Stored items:
───

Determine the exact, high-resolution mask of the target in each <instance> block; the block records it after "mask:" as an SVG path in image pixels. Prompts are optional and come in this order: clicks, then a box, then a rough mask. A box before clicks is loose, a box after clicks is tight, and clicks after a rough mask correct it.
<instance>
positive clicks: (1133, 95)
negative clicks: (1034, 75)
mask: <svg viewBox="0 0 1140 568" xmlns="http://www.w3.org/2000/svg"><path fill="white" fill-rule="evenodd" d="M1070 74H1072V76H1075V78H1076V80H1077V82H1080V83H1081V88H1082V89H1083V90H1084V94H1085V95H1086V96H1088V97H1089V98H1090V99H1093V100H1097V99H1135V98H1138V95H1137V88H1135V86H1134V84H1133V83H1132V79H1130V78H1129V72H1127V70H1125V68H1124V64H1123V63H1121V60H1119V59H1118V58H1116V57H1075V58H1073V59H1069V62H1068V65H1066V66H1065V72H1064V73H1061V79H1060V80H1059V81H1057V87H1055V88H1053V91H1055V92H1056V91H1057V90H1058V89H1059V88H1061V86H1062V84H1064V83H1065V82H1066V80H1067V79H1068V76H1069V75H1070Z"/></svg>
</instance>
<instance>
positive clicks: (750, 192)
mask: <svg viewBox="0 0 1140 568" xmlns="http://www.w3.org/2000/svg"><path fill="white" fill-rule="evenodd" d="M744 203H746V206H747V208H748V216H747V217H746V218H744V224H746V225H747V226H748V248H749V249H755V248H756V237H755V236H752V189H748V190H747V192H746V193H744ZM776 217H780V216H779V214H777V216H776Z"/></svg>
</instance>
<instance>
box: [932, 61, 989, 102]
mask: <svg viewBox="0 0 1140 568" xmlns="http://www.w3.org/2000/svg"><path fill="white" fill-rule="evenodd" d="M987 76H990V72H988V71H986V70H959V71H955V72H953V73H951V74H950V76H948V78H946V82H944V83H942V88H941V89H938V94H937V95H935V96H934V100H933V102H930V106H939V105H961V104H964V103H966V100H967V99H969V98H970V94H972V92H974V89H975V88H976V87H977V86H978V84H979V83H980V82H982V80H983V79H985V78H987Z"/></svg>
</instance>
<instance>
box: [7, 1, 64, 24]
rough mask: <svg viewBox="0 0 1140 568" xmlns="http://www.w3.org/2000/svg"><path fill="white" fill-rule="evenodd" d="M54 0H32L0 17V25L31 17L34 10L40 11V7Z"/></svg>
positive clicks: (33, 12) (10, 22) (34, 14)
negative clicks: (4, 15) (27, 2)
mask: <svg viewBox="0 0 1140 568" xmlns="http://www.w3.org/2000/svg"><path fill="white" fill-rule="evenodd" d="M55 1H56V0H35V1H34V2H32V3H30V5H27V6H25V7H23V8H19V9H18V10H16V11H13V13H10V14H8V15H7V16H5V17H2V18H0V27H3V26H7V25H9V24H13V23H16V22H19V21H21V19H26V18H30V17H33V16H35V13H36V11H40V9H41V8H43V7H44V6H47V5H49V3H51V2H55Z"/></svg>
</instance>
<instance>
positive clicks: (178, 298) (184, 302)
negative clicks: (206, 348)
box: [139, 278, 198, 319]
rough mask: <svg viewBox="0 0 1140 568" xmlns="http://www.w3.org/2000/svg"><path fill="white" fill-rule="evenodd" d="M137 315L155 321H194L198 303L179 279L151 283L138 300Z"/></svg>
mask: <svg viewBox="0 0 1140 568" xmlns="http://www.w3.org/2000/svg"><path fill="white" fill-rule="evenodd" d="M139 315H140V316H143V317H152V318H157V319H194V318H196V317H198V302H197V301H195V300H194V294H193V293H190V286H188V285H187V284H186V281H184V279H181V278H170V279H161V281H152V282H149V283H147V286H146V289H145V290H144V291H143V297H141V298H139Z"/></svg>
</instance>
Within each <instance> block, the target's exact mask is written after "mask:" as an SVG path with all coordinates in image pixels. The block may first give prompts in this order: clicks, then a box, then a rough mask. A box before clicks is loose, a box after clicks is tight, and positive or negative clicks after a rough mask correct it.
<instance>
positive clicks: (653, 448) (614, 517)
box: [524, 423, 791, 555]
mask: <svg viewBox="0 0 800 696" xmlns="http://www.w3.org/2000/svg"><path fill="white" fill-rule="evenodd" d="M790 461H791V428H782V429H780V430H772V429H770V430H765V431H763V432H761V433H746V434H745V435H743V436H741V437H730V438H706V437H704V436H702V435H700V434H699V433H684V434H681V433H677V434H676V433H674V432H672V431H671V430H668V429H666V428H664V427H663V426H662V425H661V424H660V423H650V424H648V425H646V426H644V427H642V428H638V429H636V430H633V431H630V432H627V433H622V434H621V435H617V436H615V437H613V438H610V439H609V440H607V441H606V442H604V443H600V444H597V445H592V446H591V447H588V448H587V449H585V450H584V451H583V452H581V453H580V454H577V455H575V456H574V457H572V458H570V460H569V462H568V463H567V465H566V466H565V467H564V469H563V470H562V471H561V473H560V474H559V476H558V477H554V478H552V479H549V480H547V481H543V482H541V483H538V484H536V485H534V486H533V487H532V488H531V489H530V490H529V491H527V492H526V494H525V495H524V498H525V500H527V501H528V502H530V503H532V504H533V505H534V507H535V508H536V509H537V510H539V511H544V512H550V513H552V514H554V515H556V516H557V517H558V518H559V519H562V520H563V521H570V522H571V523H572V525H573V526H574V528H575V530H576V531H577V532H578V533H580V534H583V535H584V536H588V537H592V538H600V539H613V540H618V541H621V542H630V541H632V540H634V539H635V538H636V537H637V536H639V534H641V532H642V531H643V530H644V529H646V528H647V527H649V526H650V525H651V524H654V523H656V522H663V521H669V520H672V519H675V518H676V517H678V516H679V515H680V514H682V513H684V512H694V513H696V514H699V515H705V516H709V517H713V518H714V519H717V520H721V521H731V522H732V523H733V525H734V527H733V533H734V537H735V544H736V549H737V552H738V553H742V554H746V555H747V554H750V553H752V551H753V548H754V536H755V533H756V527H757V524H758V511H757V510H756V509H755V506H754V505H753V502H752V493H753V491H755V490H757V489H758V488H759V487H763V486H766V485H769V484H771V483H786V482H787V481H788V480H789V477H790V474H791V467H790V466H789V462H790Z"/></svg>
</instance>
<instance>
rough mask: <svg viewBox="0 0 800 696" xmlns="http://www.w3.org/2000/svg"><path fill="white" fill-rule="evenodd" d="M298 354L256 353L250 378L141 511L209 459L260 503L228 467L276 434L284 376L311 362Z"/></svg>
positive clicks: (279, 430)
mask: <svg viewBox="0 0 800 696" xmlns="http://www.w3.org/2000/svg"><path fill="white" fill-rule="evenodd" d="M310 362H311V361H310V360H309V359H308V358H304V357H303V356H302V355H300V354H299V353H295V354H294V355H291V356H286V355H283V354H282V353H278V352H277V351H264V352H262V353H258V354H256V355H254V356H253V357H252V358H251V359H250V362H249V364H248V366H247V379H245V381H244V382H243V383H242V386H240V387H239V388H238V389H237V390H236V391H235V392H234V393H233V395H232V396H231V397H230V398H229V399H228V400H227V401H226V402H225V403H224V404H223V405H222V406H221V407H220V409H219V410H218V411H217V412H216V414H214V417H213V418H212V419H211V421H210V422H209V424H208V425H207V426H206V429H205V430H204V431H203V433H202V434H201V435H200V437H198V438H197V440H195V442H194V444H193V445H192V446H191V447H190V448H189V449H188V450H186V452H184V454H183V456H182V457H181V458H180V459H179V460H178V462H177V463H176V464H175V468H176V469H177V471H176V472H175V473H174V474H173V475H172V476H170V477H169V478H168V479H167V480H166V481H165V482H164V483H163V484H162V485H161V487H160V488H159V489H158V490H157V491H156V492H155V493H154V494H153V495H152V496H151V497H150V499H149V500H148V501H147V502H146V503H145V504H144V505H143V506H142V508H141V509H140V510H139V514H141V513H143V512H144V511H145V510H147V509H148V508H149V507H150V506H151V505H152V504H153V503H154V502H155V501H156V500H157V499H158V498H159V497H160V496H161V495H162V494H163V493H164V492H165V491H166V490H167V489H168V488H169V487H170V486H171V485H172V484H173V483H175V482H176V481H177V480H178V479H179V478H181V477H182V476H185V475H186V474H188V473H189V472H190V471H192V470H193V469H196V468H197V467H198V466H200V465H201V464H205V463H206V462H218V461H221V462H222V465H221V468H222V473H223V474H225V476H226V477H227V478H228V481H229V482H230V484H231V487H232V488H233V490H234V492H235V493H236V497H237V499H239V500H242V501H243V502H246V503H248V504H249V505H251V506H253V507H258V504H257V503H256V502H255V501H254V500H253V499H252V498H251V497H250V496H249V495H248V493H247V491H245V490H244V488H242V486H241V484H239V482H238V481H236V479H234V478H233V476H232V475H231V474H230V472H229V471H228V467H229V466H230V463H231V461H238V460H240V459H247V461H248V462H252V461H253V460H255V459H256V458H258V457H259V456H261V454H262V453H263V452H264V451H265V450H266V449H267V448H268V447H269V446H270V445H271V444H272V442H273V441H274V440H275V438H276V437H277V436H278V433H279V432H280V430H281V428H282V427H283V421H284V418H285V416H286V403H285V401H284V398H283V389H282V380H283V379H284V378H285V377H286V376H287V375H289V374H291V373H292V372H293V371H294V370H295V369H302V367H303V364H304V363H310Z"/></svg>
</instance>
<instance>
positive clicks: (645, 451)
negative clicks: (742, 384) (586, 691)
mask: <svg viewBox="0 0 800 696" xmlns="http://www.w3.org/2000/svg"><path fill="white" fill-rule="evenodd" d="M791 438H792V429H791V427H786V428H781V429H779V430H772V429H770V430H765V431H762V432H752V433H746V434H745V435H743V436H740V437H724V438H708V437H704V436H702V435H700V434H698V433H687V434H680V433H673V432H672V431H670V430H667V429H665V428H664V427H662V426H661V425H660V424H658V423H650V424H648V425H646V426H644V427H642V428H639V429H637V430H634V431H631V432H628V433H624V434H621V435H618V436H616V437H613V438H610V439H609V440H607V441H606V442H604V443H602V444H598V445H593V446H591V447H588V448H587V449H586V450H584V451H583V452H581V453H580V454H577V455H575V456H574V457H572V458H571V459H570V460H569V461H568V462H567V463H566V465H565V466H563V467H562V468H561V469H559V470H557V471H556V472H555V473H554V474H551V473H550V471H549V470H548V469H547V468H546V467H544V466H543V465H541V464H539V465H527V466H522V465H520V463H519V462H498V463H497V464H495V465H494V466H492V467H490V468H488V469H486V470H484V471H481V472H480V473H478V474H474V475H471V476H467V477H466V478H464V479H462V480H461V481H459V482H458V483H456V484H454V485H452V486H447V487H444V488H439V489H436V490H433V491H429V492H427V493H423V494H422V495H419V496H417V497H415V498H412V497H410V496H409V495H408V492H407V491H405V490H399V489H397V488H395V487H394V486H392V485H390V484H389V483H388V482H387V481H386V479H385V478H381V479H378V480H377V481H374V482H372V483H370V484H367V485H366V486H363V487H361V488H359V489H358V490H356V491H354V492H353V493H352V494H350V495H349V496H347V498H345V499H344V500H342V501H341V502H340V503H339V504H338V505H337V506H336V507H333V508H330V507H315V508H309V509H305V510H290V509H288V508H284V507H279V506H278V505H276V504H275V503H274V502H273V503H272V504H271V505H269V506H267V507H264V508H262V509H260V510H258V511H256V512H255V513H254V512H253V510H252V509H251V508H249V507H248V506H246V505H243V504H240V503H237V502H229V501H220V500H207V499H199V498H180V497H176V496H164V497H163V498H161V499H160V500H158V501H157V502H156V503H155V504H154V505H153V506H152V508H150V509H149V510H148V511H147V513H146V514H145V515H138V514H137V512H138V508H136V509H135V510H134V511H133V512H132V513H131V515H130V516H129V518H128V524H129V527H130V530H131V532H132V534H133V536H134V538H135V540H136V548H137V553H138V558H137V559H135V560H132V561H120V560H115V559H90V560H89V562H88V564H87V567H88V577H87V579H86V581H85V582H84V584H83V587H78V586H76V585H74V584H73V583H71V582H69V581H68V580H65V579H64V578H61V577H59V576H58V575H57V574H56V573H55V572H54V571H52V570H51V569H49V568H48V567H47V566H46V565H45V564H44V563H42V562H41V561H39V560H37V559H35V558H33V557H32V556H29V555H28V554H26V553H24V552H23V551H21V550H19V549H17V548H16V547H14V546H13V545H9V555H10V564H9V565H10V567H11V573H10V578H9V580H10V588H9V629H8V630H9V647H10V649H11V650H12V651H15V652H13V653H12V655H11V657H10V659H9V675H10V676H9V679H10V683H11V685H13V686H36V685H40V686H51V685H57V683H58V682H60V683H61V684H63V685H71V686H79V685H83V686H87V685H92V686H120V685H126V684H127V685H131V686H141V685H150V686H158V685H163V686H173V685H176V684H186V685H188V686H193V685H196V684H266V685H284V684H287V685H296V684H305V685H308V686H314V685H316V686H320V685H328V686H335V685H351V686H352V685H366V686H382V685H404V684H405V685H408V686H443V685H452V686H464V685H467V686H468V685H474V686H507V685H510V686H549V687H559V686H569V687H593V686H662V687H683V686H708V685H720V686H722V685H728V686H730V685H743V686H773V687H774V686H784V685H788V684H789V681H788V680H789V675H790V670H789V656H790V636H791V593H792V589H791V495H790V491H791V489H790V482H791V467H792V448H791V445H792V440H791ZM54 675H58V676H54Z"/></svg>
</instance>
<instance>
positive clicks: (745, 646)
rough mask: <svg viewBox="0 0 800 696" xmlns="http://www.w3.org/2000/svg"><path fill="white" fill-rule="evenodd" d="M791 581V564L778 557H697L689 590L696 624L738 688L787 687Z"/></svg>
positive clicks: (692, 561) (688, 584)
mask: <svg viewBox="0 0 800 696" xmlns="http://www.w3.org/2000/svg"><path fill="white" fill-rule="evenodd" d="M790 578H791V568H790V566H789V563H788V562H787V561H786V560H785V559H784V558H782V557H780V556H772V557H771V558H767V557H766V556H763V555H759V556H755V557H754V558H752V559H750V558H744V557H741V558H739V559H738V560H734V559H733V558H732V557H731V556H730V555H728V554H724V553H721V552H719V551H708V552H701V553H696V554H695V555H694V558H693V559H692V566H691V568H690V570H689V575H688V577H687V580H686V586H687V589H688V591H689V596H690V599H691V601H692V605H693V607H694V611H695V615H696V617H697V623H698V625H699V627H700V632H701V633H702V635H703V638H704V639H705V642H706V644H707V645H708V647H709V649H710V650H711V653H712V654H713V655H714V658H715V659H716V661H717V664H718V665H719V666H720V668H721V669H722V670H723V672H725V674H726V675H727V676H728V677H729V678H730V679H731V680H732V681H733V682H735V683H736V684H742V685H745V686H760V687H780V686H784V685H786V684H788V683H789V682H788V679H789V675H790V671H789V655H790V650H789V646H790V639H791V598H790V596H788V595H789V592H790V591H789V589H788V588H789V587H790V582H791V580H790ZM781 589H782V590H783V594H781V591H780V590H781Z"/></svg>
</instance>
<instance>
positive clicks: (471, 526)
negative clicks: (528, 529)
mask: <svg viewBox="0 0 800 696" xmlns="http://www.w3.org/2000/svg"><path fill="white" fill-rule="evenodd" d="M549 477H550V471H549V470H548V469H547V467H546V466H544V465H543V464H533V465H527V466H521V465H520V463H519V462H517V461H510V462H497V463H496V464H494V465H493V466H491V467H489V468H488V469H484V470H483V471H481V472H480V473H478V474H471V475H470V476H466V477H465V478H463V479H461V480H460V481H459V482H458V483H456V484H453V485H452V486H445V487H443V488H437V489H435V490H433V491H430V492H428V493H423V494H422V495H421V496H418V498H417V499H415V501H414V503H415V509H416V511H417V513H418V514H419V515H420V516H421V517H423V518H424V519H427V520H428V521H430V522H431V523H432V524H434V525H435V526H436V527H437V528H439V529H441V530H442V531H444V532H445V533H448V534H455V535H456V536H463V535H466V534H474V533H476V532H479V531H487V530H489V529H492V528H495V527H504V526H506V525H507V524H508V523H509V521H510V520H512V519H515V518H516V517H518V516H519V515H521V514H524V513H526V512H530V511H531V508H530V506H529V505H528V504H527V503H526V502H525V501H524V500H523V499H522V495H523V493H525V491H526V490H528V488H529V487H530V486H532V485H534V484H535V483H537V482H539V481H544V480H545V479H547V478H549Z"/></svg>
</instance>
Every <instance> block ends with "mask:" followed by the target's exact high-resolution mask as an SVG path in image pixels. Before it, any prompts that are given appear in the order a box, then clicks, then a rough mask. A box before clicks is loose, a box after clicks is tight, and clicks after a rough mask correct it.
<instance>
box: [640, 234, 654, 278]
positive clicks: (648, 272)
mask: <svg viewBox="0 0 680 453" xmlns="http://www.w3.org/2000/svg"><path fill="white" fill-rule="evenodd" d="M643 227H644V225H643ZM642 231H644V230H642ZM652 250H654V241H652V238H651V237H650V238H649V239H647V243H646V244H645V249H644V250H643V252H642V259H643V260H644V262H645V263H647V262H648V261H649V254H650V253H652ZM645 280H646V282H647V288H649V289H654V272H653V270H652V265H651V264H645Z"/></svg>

───

_Aim of the task_. Would you copy every line of the entries in which "tight" appears?

_Response to this task_.
Determine the exact, high-resolution mask of the target in each <instance> block; the block records it after "mask:" as an SVG path in image pixels. Prompts are optional and come in this order: clicks, then a box, then a rough mask. A box before clicks is loose, a box after clicks is tight, and clicks after a rough mask correct it.
Within each <instance> block, the target's exact mask is written after "mask:" as an SVG path with all coordinates in image pixels. The block may first give prompts in this order: clicks, then a box, then a rough mask. A box before clicks is loose, a box after clicks is tight, and positive or negative clicks after a rough mask correct it.
Every <instance> block ends with "mask:" followed by the target's exact high-resolution mask as an SVG path in image pixels. Before it, any prompts that are given appear in the order a box, then clicks, then a rough mask. A box before clicks is loose, a box after clicks is tight, and clicks after a rough mask correct it.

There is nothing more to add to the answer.